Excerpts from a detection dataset
--- begin ---

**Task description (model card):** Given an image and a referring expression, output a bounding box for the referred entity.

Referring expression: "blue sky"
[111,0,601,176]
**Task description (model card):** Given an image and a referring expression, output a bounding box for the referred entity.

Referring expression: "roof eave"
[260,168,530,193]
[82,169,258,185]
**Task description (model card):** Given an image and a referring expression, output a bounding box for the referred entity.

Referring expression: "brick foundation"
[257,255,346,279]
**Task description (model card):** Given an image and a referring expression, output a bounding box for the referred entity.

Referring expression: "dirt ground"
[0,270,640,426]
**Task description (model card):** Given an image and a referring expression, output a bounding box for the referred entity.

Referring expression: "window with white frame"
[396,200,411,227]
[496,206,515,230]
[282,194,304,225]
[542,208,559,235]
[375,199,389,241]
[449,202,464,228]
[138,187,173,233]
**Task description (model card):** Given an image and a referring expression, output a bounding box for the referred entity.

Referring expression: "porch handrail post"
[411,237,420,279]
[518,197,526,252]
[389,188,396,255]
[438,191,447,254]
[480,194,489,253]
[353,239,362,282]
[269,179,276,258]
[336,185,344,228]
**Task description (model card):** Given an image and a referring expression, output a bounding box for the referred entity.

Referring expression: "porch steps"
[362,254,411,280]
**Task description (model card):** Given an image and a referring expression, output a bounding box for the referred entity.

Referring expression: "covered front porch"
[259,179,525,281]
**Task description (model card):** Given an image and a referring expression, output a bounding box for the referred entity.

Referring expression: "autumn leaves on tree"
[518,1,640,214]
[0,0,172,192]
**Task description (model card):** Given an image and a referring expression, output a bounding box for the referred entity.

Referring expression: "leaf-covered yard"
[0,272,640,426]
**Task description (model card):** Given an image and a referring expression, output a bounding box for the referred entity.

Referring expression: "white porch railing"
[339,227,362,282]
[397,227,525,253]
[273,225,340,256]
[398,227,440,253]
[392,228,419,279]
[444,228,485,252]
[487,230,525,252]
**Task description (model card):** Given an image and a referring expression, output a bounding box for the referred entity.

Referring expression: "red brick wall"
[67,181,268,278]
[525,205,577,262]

--- end ---

Please express the items above as a two-column CSV with the headers "prompt" and "answer", one row per item. Put each item's text and its answer in their own quoted fields, with line breaks replaced by spaces.

prompt,answer
"**Task description (model card):** Given an image and a referring expression, output a bounding box for the referred entity. Referring expression: ""blue sky""","[111,0,601,176]"
"**Task description (model card):** Given an image and a referring expression, output a bounding box for the referred entity. Referring expression: ""roof eave""","[260,168,530,193] [82,169,258,185]"
"**Task description (model card):** Given an image and a referring expression, output a bounding box for the referred entity. Referring expression: ""brick foundation""","[257,255,346,279]"
"**Task description (model card):** Given an image and a referring expression, output a bounding box for the referred entity. Referring expression: ""dirt ground""","[0,270,640,426]"
"**Task description (model card):** Given an image and a referring expression, output a bounding box for the referred entity. Referring expression: ""window with white frame""","[396,200,411,227] [496,206,515,230] [282,194,304,225] [542,208,559,235] [375,199,389,241] [449,202,464,228] [138,187,173,233]"
"**Task description (model card):** Given an image and a referring expression, output a bounding box for the referred entity. Referring expression: ""porch handrail post""","[411,237,420,279] [518,197,526,252] [389,188,396,255] [438,191,447,254] [480,194,489,253] [353,239,362,282] [269,179,276,258] [336,185,344,228]"
"**Task description (model card):** Given an image and a referring expression, output a bounding box for the referred entity. Referring expression: ""porch steps""","[362,254,411,280]"
"**Task description (model card):** Given an image and a referring expression, output a bounding box for the referred entity. Referring expression: ""covered front porch""","[259,179,525,281]"
"**Task description (model card):** Given an image and a referring expression, output a bounding box for the referred entity. Referring expression: ""autumn leaves on tree""","[518,1,640,214] [0,0,172,192]"
"**Task description (model card):** Given an image and a referring expression, output a bounding box for the referred entity. Referring expression: ""leaf-covered yard""","[0,272,640,426]"
"**Task description (model card):** Given an image and a referring expression, output a bounding box for the referred entity. Referring expression: ""white porch railing""","[339,227,362,282] [397,227,525,253] [273,225,340,256] [398,227,440,253] [392,228,419,279] [444,228,485,252] [487,230,525,252]"
"**Task description (model card):** Given an image and a referring expression, output a bounding box for the referred entity. Referring expression: ""red brick wall""","[67,181,268,278] [525,205,577,262]"